DATA

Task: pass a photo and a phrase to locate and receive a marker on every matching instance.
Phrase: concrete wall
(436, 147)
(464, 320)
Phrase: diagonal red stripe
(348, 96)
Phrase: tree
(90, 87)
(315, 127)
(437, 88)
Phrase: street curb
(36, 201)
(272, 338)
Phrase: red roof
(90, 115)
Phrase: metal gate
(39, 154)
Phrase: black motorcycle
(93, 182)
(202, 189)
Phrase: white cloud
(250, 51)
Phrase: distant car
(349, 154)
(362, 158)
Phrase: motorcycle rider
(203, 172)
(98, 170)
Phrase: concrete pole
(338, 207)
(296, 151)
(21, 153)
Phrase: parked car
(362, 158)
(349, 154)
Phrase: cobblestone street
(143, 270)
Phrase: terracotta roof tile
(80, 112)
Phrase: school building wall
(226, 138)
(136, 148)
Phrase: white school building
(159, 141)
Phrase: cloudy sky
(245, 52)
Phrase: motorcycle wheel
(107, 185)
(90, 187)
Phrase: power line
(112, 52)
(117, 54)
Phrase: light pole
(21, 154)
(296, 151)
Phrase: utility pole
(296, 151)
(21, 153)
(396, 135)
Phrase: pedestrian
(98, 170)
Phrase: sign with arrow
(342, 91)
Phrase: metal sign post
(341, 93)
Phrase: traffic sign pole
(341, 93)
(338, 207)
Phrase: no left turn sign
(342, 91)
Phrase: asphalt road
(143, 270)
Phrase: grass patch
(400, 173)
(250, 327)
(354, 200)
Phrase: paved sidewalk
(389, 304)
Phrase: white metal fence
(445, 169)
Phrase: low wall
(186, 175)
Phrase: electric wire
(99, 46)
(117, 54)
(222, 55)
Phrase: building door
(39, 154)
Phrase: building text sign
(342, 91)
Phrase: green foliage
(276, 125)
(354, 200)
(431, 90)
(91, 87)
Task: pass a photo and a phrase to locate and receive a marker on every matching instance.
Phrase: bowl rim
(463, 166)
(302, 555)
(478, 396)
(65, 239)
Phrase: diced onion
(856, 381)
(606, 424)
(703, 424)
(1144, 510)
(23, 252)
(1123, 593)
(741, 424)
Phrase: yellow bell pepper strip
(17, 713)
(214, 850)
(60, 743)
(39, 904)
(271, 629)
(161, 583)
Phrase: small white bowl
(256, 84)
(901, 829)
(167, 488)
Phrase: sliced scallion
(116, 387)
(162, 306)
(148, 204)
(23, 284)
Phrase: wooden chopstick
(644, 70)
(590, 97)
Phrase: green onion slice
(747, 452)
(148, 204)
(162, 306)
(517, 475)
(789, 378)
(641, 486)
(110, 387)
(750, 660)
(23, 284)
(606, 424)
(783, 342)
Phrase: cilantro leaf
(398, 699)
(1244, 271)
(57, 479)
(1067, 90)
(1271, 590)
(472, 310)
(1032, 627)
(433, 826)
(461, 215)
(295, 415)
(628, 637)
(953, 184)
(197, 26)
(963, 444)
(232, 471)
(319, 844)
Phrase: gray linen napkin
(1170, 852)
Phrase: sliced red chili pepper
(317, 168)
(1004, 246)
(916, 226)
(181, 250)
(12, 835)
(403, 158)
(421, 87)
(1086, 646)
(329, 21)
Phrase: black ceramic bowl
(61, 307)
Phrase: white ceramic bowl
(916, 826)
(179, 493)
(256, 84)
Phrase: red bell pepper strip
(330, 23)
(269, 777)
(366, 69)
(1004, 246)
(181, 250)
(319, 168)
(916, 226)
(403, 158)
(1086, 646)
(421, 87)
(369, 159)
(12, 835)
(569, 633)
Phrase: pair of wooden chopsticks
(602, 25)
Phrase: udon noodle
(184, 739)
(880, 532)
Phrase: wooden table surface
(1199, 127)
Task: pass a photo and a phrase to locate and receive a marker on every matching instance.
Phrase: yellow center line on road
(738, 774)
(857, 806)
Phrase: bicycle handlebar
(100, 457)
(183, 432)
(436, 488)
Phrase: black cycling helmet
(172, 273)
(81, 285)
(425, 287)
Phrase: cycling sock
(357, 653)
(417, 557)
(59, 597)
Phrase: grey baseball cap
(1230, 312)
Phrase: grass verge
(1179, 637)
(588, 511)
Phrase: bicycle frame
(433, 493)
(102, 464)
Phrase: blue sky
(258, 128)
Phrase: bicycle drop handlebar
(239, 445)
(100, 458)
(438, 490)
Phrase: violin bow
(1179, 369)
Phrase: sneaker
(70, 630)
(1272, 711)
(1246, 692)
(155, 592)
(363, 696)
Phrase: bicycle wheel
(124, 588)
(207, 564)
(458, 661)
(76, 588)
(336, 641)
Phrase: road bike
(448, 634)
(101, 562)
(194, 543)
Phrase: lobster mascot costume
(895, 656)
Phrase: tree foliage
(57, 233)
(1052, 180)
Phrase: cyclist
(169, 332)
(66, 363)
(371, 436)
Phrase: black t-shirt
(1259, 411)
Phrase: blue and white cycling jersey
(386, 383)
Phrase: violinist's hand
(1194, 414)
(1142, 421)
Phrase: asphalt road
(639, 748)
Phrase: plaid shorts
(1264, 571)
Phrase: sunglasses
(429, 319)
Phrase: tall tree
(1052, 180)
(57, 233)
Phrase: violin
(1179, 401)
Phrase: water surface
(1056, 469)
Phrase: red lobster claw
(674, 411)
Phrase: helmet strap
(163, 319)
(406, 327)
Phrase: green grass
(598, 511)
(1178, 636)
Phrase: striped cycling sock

ABOUT THIS EXERCISE
Set down every record above, word for word.

TASK RESPONSE
Task: pass a photo and a phrase to locate and receive a marker on every matching instance.
Phrase: concrete wall
(436, 147)
(464, 320)
Phrase: diagonal red stripe
(348, 96)
Phrase: tree
(90, 87)
(315, 127)
(437, 88)
Phrase: street curb
(36, 201)
(272, 338)
Phrase: red roof
(90, 115)
Phrase: metal gate
(39, 154)
Phrase: black motorcycle
(93, 182)
(202, 189)
Phrase: white cloud
(250, 51)
Phrase: distant car
(349, 154)
(362, 158)
Phrase: motorcycle rider
(203, 172)
(98, 170)
Phrase: concrete pole
(338, 207)
(296, 151)
(21, 153)
Phrase: parked car
(362, 158)
(349, 154)
Phrase: cobblestone street
(143, 270)
Phrase: terracotta roof tile
(80, 112)
Phrase: school building wall
(226, 138)
(136, 148)
Phrase: white school building
(159, 141)
Phrase: cloudy sky
(245, 52)
Phrase: motorcycle wheel
(107, 185)
(90, 187)
Phrase: power line
(112, 52)
(117, 54)
Phrase: light pole
(21, 154)
(296, 151)
Phrase: utility pole
(296, 151)
(21, 153)
(396, 135)
Phrase: pedestrian
(98, 170)
Phrase: sign with arrow
(342, 91)
Phrase: metal sign post
(341, 93)
Phrase: traffic sign pole
(341, 93)
(338, 207)
Phrase: no left turn sign
(342, 91)
Phrase: asphalt road
(143, 270)
Phrase: grass patch
(400, 173)
(250, 327)
(354, 200)
Phrase: paved sidewalk
(389, 304)
Phrase: white metal fence
(445, 169)
Phrase: low wall
(186, 175)
Phrase: electric wire
(99, 46)
(117, 54)
(222, 55)
Phrase: building door
(39, 154)
Phrase: building text sign
(342, 91)
Phrase: green foliage
(276, 125)
(354, 200)
(431, 90)
(91, 87)
Task: pass a photo and a phrase to locate and receive a marker on every matching instance.
Phrase: bowl rim
(463, 166)
(302, 555)
(478, 396)
(65, 239)
Phrase: diced onion
(856, 381)
(606, 424)
(703, 424)
(1144, 510)
(23, 252)
(1123, 593)
(741, 424)
Phrase: yellow bell pepper strip
(17, 713)
(214, 850)
(60, 743)
(39, 904)
(271, 629)
(161, 583)
Phrase: small white bowl
(256, 84)
(901, 829)
(167, 488)
Phrase: sliced scallion
(116, 387)
(162, 306)
(148, 204)
(23, 284)
Phrase: wooden chopstick
(644, 70)
(590, 97)
Phrase: green onion slice
(747, 452)
(148, 204)
(162, 306)
(517, 475)
(789, 378)
(641, 486)
(110, 387)
(750, 660)
(23, 284)
(606, 424)
(783, 342)
Phrase: cilantro leaf
(398, 699)
(1244, 271)
(57, 479)
(1067, 90)
(1271, 590)
(472, 310)
(1032, 627)
(433, 826)
(461, 215)
(295, 415)
(628, 637)
(953, 184)
(197, 26)
(963, 444)
(232, 471)
(319, 844)
Phrase: gray linen napkin
(1170, 852)
Phrase: sliced red chili pepper
(317, 168)
(1004, 246)
(916, 226)
(181, 250)
(12, 835)
(403, 158)
(421, 87)
(1086, 646)
(329, 21)
Phrase: black ceramic bowl
(61, 307)
Phrase: white ceramic bowl
(916, 826)
(179, 493)
(256, 84)
Phrase: red bell pepper strip
(330, 23)
(269, 777)
(366, 69)
(1004, 246)
(181, 250)
(319, 168)
(916, 226)
(403, 158)
(1086, 646)
(421, 87)
(369, 159)
(12, 835)
(569, 633)
Phrase: pair of wooden chopsticks
(602, 25)
Phrase: udon noodle
(184, 739)
(880, 532)
Phrase: wooden table surface
(1199, 127)
Task: pass a photo and a phrase to locate and receive a marker on every matching instance.
Phrase: yellow center line on road
(738, 774)
(857, 806)
Phrase: bicycle handlebar
(100, 457)
(183, 432)
(436, 488)
Phrase: black cycling helmet
(172, 273)
(81, 285)
(425, 287)
Phrase: cycling sock
(357, 653)
(417, 557)
(59, 597)
Phrase: grey baseball cap
(1230, 312)
Phrase: grass verge
(1179, 637)
(588, 511)
Phrase: bicycle frame
(433, 493)
(102, 464)
Phrase: blue sky
(258, 128)
Phrase: bicycle drop handlebar
(239, 445)
(100, 458)
(438, 490)
Phrase: violin bow
(1179, 369)
Phrase: sneaker
(70, 630)
(1272, 711)
(1246, 692)
(155, 592)
(363, 696)
Phrase: bicycle wheel
(124, 588)
(207, 564)
(458, 661)
(76, 588)
(336, 641)
Phrase: road bike
(448, 634)
(101, 562)
(194, 543)
Phrase: lobster mascot costume
(895, 656)
Phrase: tree foliage
(57, 233)
(1052, 180)
Phrase: cyclist
(169, 332)
(66, 363)
(371, 436)
Phrase: black t-shirt
(1259, 411)
Phrase: blue and white cycling jersey
(386, 383)
Phrase: violinist's hand
(1194, 414)
(1142, 421)
Phrase: asphalt road
(639, 748)
Phrase: plaid shorts
(1264, 571)
Phrase: sunglasses
(429, 319)
Phrase: tall tree
(1052, 180)
(57, 233)
Phrase: violin
(1179, 401)
Phrase: water surface
(1056, 469)
Phrase: red lobster claw
(674, 411)
Phrase: helmet strap
(163, 319)
(406, 327)
Phrase: green grass
(598, 511)
(1178, 636)
Phrase: striped cycling sock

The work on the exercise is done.